PROVIDED TEXT:
Once on an inter-island plane I sat across the aisle from one of my new colleagues, an unfriendly, over-serious young woman. She was twenty-four, twenty-five . . . we were all twenty-four, twenty-five. I didn’t know her much or like her. As the plane banked over the island, she pressed against the window, staring down at the landscape. I couldn’t see much of her face, just enough really to recognize an expression of pain.
Below us spread an endless manicured lawn, bright green and lush of sugarcane, the island’s main source of income. Each field planted carefully to control erosion. Until that year, Saint Kit’s precious volcanic soil had been bleeding into the sea; someone had resolved the problem. The crop was now being tilled in harmony with the roll and tuck of the land and the island had taken a step to reclaiming its future.

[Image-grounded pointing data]
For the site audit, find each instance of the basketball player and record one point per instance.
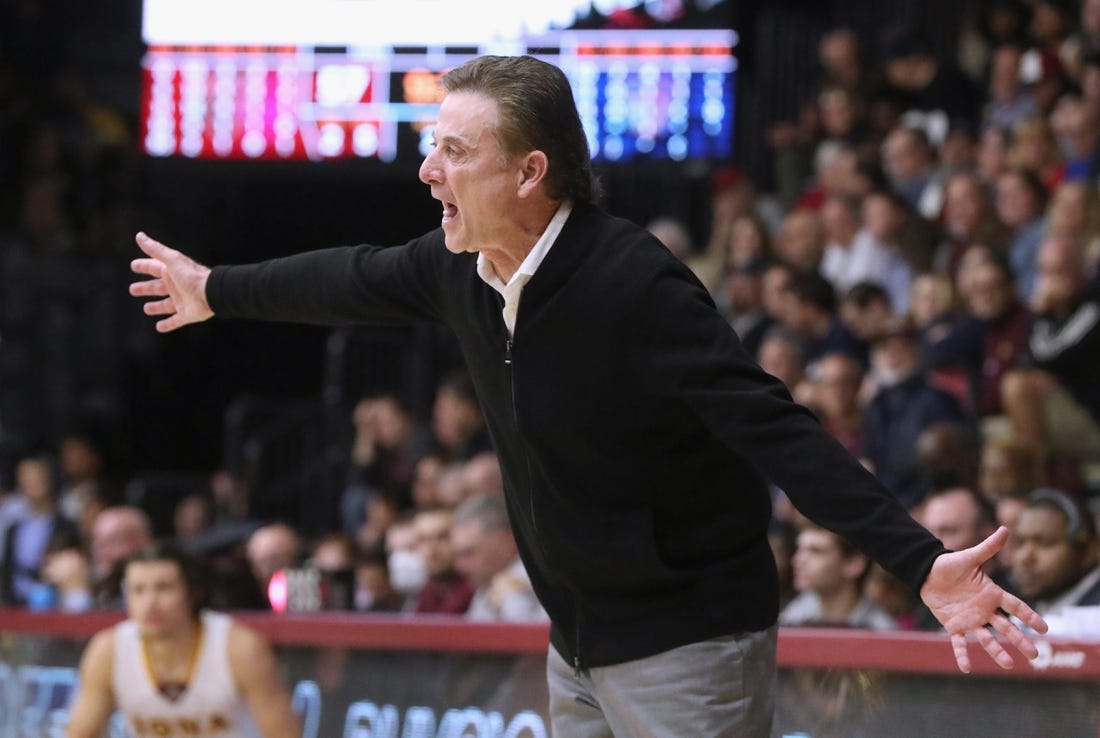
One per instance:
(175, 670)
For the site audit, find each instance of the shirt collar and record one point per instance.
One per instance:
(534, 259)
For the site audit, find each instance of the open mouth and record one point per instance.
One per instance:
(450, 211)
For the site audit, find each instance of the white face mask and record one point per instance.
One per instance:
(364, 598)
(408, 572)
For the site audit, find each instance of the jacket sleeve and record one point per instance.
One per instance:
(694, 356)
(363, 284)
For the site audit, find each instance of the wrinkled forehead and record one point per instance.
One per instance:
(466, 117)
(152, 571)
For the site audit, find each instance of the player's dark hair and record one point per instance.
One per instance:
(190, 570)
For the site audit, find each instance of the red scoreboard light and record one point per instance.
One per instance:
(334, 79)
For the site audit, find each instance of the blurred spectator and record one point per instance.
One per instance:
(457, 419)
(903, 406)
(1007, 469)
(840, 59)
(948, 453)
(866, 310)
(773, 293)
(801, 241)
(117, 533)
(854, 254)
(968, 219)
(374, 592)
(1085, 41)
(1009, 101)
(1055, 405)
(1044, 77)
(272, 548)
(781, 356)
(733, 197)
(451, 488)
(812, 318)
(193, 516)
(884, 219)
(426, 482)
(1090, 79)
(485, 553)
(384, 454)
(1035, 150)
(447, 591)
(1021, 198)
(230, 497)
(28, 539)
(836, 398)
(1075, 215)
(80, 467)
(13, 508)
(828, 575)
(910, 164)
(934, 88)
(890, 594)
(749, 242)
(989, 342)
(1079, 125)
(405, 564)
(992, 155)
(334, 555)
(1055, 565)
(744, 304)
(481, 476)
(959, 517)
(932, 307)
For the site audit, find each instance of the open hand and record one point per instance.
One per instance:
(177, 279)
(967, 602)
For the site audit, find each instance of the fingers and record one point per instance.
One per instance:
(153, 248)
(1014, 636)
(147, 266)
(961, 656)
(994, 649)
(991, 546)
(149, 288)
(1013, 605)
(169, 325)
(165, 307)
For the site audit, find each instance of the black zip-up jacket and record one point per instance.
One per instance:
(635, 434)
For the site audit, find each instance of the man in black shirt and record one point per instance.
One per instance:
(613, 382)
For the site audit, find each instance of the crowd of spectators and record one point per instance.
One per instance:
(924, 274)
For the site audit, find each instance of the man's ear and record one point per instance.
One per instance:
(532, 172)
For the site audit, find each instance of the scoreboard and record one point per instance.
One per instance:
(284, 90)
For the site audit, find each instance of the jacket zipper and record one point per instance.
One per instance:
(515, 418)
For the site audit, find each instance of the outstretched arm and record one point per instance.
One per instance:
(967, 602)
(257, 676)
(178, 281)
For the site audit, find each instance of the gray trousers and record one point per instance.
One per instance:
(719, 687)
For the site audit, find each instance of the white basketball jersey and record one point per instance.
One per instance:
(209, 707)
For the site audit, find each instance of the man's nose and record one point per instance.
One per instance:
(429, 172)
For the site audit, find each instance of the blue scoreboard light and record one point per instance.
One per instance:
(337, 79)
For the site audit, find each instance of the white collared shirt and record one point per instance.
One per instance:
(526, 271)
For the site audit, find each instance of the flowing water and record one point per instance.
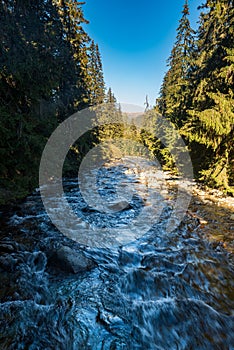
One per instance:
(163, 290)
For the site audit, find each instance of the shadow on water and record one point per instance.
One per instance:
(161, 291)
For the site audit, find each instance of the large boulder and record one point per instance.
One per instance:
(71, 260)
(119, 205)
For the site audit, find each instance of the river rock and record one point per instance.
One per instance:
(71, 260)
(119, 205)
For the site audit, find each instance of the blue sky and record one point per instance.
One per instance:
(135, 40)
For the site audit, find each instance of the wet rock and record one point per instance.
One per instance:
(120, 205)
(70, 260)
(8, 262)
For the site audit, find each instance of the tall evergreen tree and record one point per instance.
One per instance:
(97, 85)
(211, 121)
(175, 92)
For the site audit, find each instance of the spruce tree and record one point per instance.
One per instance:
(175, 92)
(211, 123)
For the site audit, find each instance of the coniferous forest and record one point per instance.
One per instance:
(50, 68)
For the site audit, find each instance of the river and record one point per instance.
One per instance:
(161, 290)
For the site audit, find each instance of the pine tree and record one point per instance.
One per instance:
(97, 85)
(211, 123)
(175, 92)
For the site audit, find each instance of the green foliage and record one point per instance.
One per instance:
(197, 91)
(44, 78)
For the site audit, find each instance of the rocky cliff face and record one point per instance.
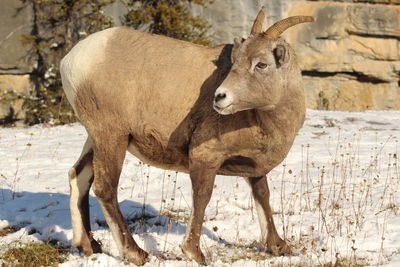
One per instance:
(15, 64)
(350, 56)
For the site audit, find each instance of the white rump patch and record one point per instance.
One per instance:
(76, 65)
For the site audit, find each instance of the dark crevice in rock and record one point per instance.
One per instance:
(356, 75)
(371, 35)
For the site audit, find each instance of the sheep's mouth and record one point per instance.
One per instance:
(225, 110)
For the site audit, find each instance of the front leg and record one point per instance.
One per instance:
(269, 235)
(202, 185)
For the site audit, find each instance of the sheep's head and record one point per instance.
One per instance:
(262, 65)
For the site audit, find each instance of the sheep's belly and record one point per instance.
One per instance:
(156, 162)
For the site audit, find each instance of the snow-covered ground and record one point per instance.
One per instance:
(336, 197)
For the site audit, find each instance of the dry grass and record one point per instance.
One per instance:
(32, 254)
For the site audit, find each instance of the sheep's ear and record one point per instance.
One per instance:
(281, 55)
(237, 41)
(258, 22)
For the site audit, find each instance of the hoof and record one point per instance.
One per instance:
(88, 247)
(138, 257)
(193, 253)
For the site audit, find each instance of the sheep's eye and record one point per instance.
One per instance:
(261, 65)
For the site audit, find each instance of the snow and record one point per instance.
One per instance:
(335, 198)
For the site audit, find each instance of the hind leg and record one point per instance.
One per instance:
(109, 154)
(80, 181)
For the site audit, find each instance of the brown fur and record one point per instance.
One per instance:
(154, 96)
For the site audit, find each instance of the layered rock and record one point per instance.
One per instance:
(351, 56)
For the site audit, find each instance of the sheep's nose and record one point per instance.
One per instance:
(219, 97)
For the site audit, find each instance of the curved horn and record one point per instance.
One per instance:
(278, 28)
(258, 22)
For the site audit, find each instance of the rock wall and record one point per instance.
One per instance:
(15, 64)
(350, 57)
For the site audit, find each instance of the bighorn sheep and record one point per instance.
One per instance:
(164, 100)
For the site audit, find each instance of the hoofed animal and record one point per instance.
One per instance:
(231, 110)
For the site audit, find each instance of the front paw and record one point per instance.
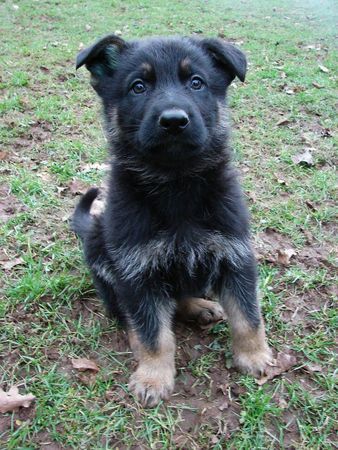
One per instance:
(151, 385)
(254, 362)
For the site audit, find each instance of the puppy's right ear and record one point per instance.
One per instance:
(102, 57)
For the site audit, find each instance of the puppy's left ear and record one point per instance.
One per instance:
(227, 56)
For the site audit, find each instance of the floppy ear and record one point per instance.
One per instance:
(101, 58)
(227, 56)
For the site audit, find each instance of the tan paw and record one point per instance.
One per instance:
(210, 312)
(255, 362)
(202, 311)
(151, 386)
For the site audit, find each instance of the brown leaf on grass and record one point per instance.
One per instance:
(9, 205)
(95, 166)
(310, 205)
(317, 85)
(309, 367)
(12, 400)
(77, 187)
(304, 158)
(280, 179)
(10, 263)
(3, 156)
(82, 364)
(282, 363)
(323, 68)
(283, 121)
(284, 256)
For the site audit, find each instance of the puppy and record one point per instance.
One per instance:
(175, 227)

REQUIRED TASKS:
1 – Please transcribe the part of the passage about the flight over Saint Kit's that begins with the words that include "Once on an inter-island" and ends with "expression of pain.".
2 – Go on with the passage about the flight over Saint Kit's, picking up after its final sentence.

TASK RESULTS:
1 –
Once on an inter-island plane I sat across the aisle from one of my new colleagues, an unfriendly, over-serious young woman. She was twenty-four, twenty-five . . . we were all twenty-four, twenty-five. I didn’t know her much or like her. As the plane banked over the island, she pressed against the window, staring down at the landscape. I couldn’t see much of her face, just enough really to recognize an expression of pain.

2 –
The woman peered out her window until the island was lost on the blue horizon. And then she turned forward in her seat and wept until she had soaked the front of her blouse. “Good Lord,” I thought, “what’s with her?” I found out later from another Volunteer: Two years ago, having just arrived on the island, she had been assaulted as she walked to her home. Not content to rape her, a pair of men had beaten her so severely she was sent back to the States to be hospitalized. Recovering, she had made the choice to return. She believed she could be of use on Saint Kit so she went back to coordinate the team responsible for improving the way sugarcane was cultivated. The day I flew with her was the first time she had taken a look at her handiwork from the illuminating vantage of the air. The cane fields were beautiful, perfect: they were a triumph, they were courage, and they were love.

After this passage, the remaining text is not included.